WHAT YOU ARE ASKED TO DO:
Below is some material; set it all down exactly, apart from the pictures.
----------------
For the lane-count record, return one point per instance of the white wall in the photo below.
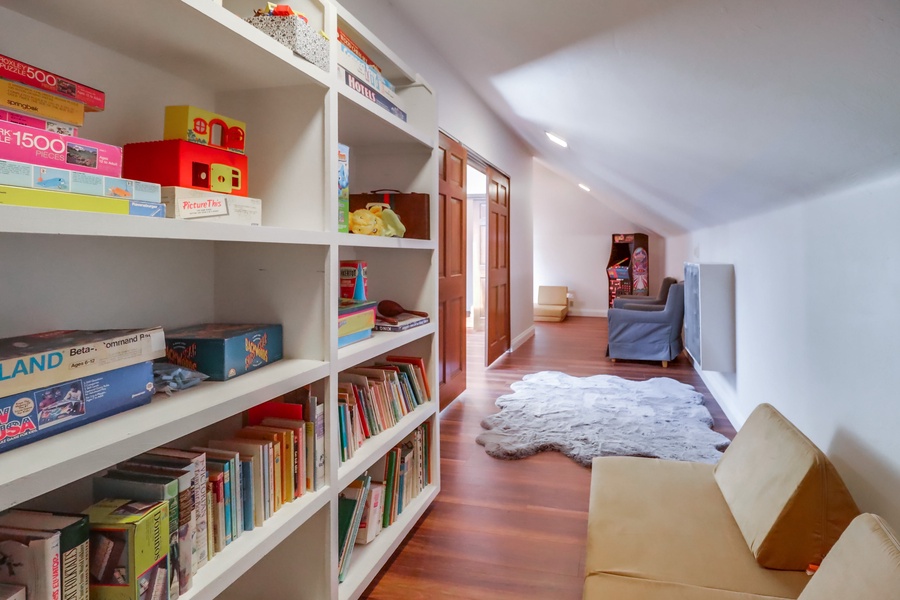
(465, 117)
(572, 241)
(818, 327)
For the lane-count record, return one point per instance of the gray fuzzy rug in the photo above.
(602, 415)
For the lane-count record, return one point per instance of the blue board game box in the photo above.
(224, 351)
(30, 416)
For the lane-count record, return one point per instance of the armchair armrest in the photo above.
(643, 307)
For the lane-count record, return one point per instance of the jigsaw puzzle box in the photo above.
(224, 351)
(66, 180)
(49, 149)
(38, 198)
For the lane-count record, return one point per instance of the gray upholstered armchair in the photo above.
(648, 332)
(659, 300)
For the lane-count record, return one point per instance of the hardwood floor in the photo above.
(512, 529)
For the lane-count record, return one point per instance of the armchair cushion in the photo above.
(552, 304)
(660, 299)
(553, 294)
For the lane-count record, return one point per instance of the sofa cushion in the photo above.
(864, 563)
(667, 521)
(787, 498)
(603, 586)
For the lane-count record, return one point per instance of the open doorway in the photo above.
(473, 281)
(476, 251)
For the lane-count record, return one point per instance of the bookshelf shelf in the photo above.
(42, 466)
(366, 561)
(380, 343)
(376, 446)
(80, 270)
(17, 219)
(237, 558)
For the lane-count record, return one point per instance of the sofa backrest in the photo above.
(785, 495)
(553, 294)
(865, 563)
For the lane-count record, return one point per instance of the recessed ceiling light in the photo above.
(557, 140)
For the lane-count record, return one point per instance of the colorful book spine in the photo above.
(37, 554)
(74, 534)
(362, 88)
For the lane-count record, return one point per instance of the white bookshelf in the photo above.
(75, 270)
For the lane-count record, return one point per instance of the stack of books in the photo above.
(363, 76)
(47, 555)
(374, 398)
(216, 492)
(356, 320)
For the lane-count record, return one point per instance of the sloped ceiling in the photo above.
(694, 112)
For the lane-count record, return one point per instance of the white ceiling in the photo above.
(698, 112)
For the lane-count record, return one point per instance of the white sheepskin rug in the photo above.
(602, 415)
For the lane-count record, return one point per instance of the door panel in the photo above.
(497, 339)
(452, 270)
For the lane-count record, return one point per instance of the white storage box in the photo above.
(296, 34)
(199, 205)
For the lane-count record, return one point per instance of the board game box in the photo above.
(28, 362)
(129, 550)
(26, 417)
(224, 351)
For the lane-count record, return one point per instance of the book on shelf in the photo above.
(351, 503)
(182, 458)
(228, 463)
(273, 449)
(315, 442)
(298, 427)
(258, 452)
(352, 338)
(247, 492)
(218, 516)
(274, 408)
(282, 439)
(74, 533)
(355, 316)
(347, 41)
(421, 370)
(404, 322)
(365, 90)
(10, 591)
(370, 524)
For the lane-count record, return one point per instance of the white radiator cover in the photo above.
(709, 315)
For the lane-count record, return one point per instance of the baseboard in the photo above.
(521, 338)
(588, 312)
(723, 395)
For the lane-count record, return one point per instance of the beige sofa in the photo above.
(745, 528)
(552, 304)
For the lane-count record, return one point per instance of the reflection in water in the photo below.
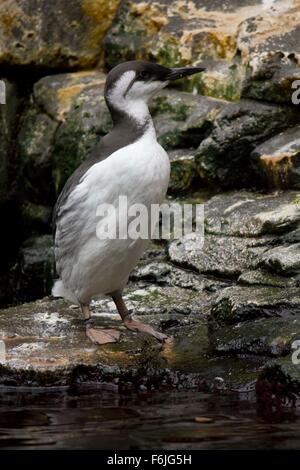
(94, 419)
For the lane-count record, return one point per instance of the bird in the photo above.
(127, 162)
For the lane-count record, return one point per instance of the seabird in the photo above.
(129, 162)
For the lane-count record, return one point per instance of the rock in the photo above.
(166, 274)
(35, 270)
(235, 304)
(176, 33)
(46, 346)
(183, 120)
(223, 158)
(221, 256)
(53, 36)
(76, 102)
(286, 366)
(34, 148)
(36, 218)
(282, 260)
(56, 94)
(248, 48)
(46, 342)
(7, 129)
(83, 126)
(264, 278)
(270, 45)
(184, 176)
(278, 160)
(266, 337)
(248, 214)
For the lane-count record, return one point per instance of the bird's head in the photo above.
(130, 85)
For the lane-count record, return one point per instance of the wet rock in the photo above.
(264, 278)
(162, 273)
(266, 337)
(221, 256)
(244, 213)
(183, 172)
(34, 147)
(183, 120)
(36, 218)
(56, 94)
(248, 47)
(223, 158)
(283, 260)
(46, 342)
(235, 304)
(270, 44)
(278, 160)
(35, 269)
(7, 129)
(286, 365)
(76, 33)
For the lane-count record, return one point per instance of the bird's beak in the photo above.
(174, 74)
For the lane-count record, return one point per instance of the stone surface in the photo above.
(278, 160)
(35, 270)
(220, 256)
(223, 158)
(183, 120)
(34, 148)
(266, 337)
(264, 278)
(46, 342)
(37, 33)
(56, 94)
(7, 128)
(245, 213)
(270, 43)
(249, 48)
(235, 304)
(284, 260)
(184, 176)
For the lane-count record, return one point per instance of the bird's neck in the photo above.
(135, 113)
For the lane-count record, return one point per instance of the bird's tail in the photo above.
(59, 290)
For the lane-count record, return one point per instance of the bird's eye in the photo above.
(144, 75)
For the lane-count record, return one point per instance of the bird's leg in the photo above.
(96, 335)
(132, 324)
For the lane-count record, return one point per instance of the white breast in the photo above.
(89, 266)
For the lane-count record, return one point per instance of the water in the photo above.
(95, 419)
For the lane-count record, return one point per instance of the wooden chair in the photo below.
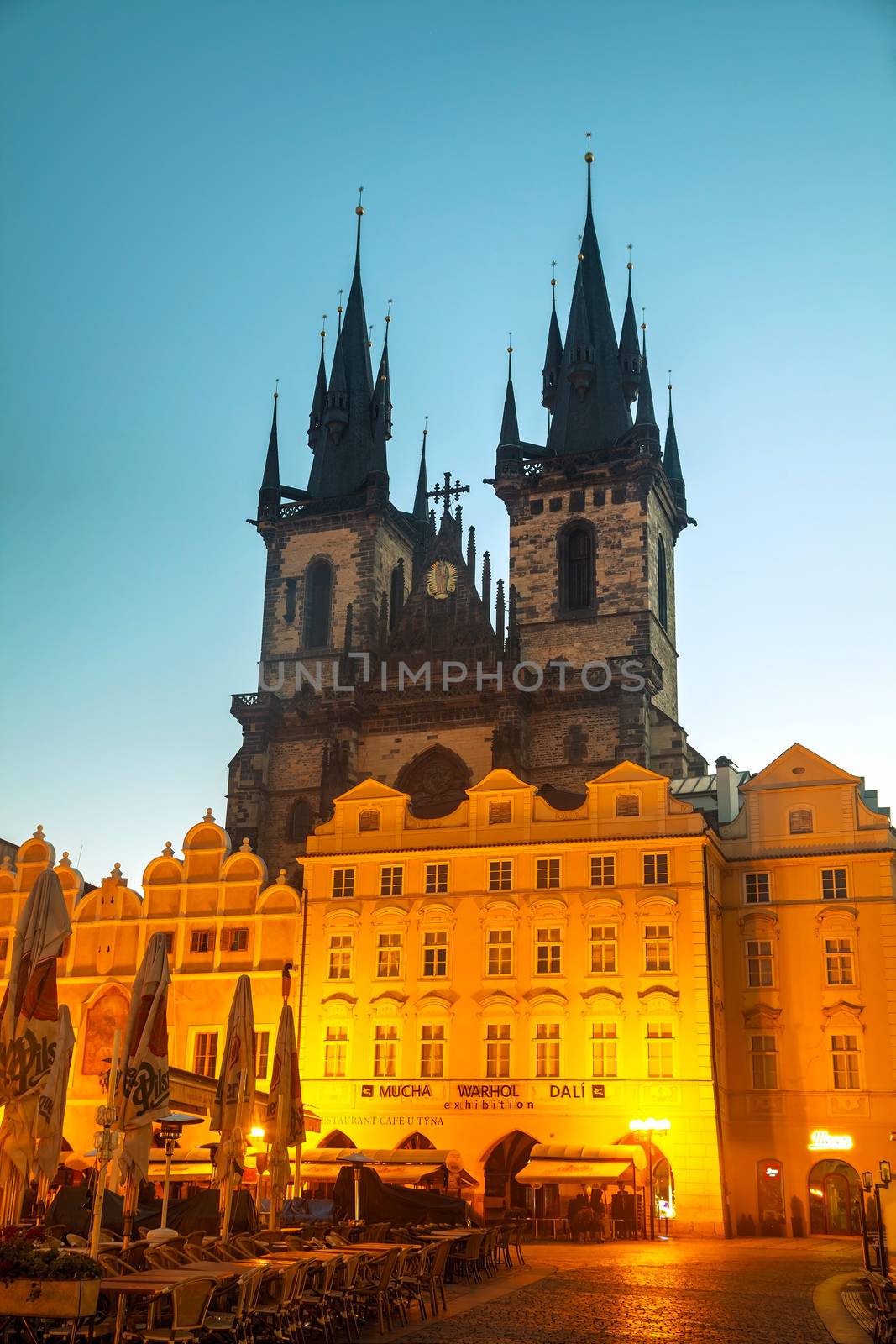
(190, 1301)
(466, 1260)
----------------
ANSWER TO THIS EXERCISE:
For the lane-count record, return one point per instance of the white wall in the photo below.
(465, 117)
(572, 241)
(818, 327)
For the lane-count record, return one point per instance of the gray fuzzy rug in the photo above.
(602, 415)
For the lane-count record, return one point per instance of the blue board game box in the photo above.
(224, 351)
(30, 416)
For the lane-count record, return one point per instance of the armchair armrest in the photo above.
(643, 307)
For the lane-count record, return one point per instance of the jigsaw puzzle box in the photo above.
(224, 351)
(66, 180)
(49, 149)
(38, 198)
For the lane-count record, return one point per instance of the gray upholstered armchair in the photo above.
(648, 332)
(659, 300)
For the lane-count record, return one point per instance of the hardwood floor in the photo above.
(512, 529)
For the lane-count record, return one point per instance of the armchair cushion in the photo above.
(552, 304)
(660, 299)
(553, 294)
For the lane-count record, return one point per instance of the sofa cushion in the photo above.
(864, 563)
(667, 521)
(787, 498)
(603, 586)
For the lane-count record, return one point per instance of the open doorway in the photo above.
(473, 281)
(476, 251)
For the lane-count record, return one point per instance of the bookshelf shelf in the photo above.
(42, 466)
(366, 561)
(380, 343)
(376, 446)
(80, 270)
(17, 219)
(237, 558)
For the lane-count record, return one point per instance of the sofa backrest in the photo above.
(785, 495)
(553, 294)
(865, 563)
For the lane-count record, return one point per instance of the recessed ceiling light in the photo above.
(557, 140)
For the lane-count record, return one point per instance of the colorful book spine in the photo above.
(37, 554)
(74, 534)
(362, 88)
For the lane-count record, return one point per instance of the white bookshelf in the photo above.
(75, 270)
For the lane-count record, return one point per instance of the stack of books in the photo above.
(363, 76)
(47, 555)
(374, 398)
(216, 492)
(356, 320)
For the lane-count record, return one point per instance of the sloped ceiling in the photo above.
(694, 112)
For the lane-count record, return one point per instance of the white ceiling in the photo above.
(698, 112)
For the lane-count record, return one point per instance of the white sheepskin rug in the photo above.
(602, 415)
For the lane-count record, return one point per instance of the door panel in the photo above.
(497, 339)
(452, 270)
For the lane-count record, return one point per instance of the white storage box in the photo above.
(296, 34)
(199, 205)
For the lane-count record, return one point per instance of the board game box in the photo above.
(28, 362)
(129, 550)
(26, 417)
(224, 351)
For the lane-count record, return one point per instance of the book on shelf in the photo above.
(351, 503)
(182, 458)
(228, 463)
(273, 449)
(315, 442)
(298, 427)
(258, 452)
(352, 338)
(247, 492)
(218, 516)
(274, 408)
(282, 439)
(74, 533)
(355, 316)
(347, 41)
(421, 370)
(404, 322)
(365, 90)
(10, 591)
(370, 524)
For the lane-count record, return one point per instance of the white radiator cover in the photo above.
(709, 315)
For the lane-count record, return one point per instance of the baseboard in the photo above.
(521, 338)
(588, 312)
(723, 395)
For the lane-count record, return one point per instance of the beige sofa in the photo above.
(745, 528)
(552, 304)
For the lane-count record, return one point per instance of the reflection in water in the photo below.
(94, 419)
For the lane-count record, return one point per instance of the bird in the photo above.
(127, 162)
For the lane-count record, return one point per instance of the seabird in the photo above.
(129, 162)
For the lane-count record, return one point per instance of the rock in the photo above.
(166, 274)
(35, 270)
(235, 304)
(176, 33)
(46, 346)
(183, 120)
(223, 158)
(221, 256)
(53, 36)
(76, 102)
(286, 366)
(34, 148)
(36, 218)
(282, 260)
(56, 94)
(248, 48)
(46, 342)
(7, 129)
(83, 126)
(264, 278)
(270, 45)
(184, 176)
(278, 160)
(266, 337)
(248, 214)
For the lane-count record, return one point per instance of the bird's head in the photo above.
(130, 85)
For the lane-count record, return one point per instance of the wet rock in the photo above.
(264, 278)
(162, 273)
(266, 337)
(221, 256)
(244, 213)
(183, 172)
(34, 147)
(183, 120)
(36, 218)
(56, 94)
(248, 47)
(223, 158)
(283, 260)
(46, 342)
(235, 304)
(270, 44)
(278, 160)
(35, 269)
(7, 129)
(286, 365)
(76, 33)
For the lane-count record, return one point per instance of the bird's beak in the photo above.
(174, 74)
For the lane-count record, return one point per instance of the stone surface in the photo above.
(278, 160)
(35, 270)
(220, 256)
(223, 158)
(183, 120)
(34, 148)
(266, 337)
(264, 278)
(46, 342)
(37, 33)
(56, 94)
(7, 128)
(245, 213)
(270, 43)
(249, 48)
(235, 304)
(284, 260)
(184, 176)
For the lane-count record, return one point per instance of the bird's neck in the photo above.
(135, 113)
For the lane-count record, return one point per instance of the bird's tail in the photo above.
(59, 290)
For the lane-count record, return one point per instance of the bird's eye in the photo above.
(144, 75)
For the lane-count record, return one point per instance of the bird's leg in the photo above.
(96, 335)
(132, 324)
For the lane-count record, return one point per instance of the white breast in the photo above.
(89, 266)
For the lane-count record, return one point per instance of the water in the photo above.
(95, 419)
For the lane-count record, return one point per instance of the wooden chair in the photo below.
(190, 1301)
(466, 1260)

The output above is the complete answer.